*The exercise*
Pick out and copy every line of the material that contains the string "with", treating uppercase and lowercase letters as distinct.
>>>
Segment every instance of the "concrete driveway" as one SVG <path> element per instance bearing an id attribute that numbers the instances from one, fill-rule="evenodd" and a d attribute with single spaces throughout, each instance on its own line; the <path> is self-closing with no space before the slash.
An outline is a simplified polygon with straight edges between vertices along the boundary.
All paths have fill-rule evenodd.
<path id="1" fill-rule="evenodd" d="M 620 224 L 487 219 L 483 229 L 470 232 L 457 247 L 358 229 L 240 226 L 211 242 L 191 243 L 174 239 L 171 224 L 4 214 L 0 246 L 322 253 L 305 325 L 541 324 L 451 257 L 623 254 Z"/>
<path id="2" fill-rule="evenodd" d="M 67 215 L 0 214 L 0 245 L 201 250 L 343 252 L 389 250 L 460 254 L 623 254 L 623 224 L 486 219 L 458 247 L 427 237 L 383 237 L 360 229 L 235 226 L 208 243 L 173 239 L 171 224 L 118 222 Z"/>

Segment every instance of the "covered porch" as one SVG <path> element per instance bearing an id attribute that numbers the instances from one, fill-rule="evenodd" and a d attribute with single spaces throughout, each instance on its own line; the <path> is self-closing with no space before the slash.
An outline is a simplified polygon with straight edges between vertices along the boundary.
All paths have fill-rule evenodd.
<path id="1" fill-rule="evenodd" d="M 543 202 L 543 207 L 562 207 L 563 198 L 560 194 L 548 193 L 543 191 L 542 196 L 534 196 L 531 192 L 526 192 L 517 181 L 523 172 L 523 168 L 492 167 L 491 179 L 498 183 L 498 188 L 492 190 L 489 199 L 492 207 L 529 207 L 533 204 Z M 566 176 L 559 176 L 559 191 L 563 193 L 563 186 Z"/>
<<<
*Task answer*
Segment every instance of the "concrete driveway" as one SVG <path> element per instance bearing an id attribute that numbers the instances from one, fill-rule="evenodd" and a d attribute with single spaces throughout, each instance on its own line; the <path> is self-closing with no space before the slash.
An outline is a simplified polygon with straight edges between vertices along the boundary.
Segment every instance of the "covered porch" as one SVG <path> element per instance bearing an id attribute that numbers the instances from one, fill-rule="evenodd" and a d attribute with single spaces throughout, each instance on its own line; the <path> is self-closing with no space before the slash.
An outline is a simplified polygon with straight edges between vertices along the boundary.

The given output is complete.